** Texto do exercício **

Presidente do Sulpetro, João Carlos Dal'Aqua afirma que presenciou cena em que um senhor pediu ao frentista para encher com etanol uma bombona de 5 litros. Além de ter testemunhado a aquisição do produto para colocação em recipiente, Dal'Aqua revela que há outros relatos de clientes adquirindo etanol para fazer higiene de casa. Ele reforça, no entanto, que o Sulpetro desaconselha o uso do combustível para fins de higiene. “Claro que é perigoso, a função do álcool é abastecer veículos. É desaconselhável (comprar etanol para limpeza), mas não posso proibir de alguém insistir nisso”, frisa. Dal'Aqua observa que os postos de combustíveis já adotaram medidas para evitar a propagação do novo coronavírus, como redução do horário de funcionamento, fechamento das lojas de conveniência à noite e orientações de higienização.

** Dados **

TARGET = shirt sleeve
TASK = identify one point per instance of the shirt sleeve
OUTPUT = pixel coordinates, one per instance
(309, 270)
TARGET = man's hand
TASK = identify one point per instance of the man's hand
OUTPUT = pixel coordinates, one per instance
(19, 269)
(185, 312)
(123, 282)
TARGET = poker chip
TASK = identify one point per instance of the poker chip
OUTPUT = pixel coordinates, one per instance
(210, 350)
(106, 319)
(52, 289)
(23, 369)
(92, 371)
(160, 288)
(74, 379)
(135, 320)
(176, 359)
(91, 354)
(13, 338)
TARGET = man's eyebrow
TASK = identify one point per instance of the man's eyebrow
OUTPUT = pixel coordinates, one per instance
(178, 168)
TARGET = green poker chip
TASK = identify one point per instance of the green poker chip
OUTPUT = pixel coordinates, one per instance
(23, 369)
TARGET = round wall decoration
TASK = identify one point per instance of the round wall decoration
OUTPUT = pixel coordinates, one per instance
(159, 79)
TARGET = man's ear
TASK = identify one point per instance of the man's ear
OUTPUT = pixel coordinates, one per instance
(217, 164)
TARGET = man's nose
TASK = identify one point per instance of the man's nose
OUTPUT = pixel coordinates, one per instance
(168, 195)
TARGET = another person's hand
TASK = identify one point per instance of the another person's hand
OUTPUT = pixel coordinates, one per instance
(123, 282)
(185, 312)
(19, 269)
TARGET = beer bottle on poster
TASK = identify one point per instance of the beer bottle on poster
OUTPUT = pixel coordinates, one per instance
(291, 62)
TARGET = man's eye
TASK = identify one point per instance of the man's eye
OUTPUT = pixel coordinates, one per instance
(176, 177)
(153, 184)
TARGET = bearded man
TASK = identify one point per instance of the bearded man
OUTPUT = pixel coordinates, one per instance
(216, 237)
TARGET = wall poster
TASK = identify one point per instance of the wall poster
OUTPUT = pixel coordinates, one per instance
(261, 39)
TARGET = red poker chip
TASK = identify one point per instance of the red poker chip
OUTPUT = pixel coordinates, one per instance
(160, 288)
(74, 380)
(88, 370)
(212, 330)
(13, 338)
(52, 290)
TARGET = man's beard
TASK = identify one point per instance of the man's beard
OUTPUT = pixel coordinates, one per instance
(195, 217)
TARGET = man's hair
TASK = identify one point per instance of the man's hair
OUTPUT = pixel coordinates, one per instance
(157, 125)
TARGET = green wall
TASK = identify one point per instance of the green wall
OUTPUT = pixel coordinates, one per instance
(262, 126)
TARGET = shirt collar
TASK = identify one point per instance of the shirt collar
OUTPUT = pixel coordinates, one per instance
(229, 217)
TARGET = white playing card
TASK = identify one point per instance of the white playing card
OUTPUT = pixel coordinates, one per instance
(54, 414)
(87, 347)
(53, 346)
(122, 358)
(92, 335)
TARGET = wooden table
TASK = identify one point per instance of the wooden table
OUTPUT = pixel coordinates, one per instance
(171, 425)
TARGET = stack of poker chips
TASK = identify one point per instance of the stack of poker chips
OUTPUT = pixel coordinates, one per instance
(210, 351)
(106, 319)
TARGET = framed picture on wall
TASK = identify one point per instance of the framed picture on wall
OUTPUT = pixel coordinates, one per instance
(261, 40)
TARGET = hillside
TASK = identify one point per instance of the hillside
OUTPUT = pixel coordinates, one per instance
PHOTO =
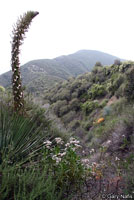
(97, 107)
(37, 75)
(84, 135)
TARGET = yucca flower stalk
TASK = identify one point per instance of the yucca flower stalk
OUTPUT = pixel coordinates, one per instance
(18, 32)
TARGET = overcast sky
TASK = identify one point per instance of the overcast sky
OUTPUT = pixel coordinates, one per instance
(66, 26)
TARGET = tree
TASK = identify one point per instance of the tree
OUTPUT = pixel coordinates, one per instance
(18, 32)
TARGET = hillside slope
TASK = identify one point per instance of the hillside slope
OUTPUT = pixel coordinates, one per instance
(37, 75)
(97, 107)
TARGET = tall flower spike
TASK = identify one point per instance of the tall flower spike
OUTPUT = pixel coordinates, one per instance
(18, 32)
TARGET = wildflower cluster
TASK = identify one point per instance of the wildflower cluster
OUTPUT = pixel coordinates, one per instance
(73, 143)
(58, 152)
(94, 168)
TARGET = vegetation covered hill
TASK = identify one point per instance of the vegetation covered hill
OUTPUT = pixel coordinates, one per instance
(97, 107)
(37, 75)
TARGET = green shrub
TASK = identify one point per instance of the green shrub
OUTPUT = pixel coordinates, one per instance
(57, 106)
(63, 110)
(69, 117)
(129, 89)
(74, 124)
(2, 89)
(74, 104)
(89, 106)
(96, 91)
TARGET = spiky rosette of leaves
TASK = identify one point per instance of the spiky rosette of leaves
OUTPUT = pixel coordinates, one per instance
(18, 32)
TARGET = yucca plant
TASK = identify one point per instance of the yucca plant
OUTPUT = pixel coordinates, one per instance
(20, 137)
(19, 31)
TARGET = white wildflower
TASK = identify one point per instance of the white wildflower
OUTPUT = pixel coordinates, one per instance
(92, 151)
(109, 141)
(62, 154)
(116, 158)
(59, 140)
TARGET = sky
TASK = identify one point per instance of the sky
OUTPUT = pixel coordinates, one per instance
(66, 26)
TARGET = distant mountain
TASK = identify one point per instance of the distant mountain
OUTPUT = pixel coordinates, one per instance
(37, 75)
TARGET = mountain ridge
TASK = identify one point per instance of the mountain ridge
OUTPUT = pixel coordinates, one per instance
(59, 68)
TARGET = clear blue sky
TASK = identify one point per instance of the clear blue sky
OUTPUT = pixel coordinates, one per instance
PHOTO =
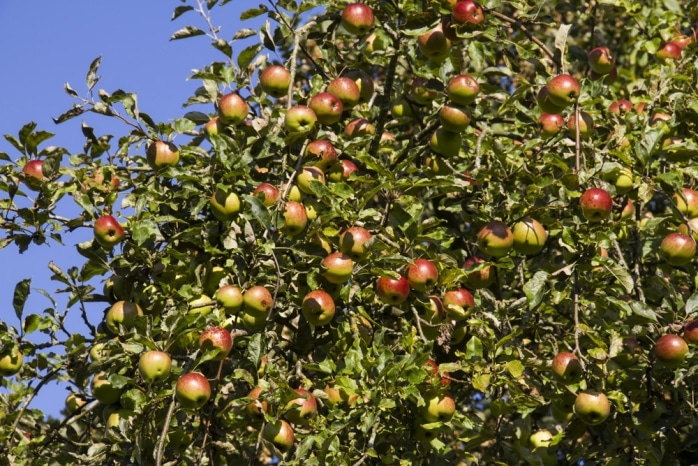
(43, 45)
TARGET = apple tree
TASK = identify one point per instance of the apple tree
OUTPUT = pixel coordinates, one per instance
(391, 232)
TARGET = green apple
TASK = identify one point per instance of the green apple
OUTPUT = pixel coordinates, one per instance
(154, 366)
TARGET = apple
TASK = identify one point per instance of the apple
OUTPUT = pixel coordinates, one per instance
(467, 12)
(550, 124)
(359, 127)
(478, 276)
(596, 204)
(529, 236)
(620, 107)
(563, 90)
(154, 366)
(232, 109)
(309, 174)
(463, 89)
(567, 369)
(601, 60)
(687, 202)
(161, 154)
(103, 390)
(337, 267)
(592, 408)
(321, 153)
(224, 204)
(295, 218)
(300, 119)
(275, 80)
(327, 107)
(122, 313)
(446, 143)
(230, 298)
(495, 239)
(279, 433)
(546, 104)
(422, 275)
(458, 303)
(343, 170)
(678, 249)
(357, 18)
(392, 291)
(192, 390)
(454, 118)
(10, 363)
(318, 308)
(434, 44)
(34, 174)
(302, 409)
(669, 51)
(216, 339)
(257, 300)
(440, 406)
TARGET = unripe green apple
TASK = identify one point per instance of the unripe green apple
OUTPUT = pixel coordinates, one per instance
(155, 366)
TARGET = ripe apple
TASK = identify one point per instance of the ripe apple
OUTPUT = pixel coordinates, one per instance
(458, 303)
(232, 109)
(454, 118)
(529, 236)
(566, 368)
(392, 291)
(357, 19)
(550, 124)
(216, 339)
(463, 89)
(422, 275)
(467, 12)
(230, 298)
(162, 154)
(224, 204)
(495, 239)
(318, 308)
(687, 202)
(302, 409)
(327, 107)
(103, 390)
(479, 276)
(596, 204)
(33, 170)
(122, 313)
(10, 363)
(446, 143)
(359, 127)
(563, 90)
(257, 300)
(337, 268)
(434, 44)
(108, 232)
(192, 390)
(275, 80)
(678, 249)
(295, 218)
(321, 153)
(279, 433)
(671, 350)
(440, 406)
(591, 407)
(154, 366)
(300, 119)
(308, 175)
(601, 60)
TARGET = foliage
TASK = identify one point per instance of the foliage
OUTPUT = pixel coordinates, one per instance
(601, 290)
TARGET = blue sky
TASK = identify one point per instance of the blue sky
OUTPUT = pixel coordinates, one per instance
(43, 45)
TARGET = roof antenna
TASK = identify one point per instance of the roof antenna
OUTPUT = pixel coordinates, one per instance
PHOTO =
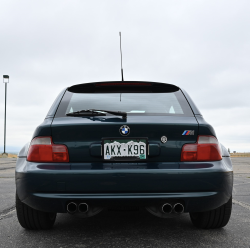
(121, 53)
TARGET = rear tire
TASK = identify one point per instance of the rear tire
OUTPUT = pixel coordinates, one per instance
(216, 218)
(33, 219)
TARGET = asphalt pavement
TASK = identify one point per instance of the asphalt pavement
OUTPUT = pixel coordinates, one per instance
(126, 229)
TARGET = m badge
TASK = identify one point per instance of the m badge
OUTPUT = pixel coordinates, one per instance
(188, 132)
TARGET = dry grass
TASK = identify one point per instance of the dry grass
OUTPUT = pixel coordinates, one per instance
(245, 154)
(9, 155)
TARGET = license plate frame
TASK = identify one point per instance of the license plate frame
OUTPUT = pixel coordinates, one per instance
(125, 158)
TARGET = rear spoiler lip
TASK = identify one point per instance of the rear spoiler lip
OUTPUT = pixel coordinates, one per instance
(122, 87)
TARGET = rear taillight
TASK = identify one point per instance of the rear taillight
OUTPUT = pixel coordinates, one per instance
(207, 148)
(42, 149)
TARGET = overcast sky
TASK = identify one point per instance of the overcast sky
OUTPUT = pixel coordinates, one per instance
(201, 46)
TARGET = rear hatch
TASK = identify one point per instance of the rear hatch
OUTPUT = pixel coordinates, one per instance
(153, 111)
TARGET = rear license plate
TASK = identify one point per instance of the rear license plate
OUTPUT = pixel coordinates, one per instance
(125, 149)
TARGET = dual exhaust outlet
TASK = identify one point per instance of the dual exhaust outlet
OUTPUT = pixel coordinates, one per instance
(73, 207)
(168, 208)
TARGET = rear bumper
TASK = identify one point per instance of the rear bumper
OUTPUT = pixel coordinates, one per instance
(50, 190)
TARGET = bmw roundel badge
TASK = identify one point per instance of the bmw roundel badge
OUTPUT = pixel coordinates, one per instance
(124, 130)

** Tarefas a realizar **
- a) Redigite, do texto sobre o etanol, tudo o que vai de "Presidente do Sulpetro, João" até "orientações de higienização.".
- b) Segundo o texto sobre o etanol, que cargo João Carlos Dal'Aqua ocupa?
- c) Por favor, prossiga com o texto sobre o etanol a partir do ponto em que ele termina.
As linhas constituem um material à parte, sem ligação com o texto sobre o etanol.

** Suas respostas **
- a)
Presidente do Sulpetro, João Carlos Dal'Aqua afirma que presenciou cena em que um senhor pediu ao frentista para encher com etanol uma bombona de 5 litros. Além de ter testemunhado a aquisição do produto para colocação em recipiente, Dal'Aqua revela que há outros relatos de clientes adquirindo etanol para fazer higiene de casa. Ele reforça, no entanto, que o Sulpetro desaconselha o uso do combustível para fins de higiene. “Claro que é perigoso, a função do álcool é abastecer veículos. É desaconselhável (comprar etanol para limpeza), mas não posso proibir de alguém insistir nisso”, frisa. Dal'Aqua observa que os postos de combustíveis já adotaram medidas para evitar a propagação do novo coronavírus, como redução do horário de funcionamento, fechamento das lojas de conveniência à noite e orientações de higienização.

- b) Presidente do Sulpetro.

- c)
Sem poder de fiscalização de preços juntos aos postos, o Sulpetro reforça que isso é atribuição do Poder Público. “Não monitoramos preço, nem podemos fazer isso, tem legislação. Sulpetro não se envolve em preços. É uma situação muito atípica, com os postos sofrendo quedas monumentais de venda, como todo mercado”, observa. De acordo com Dal'Aqua, nos últimos dias, com o fraco movimento na cidade, houve queda, em média, de 60% nas vendas. “Alguns não estão vendendo e de repente, para cobrir custo, estão vendendo por preços mais elevados”, avalia. Apesar de ressaltar que a venda de etanol 'é insignificante no Rio Grande do Sul', o dirigente afirma que muitos proprietários estão com os produtos parados nos tanques e precisam manter seus negócios com o 'mínimo necessário, sem aumentar custos'.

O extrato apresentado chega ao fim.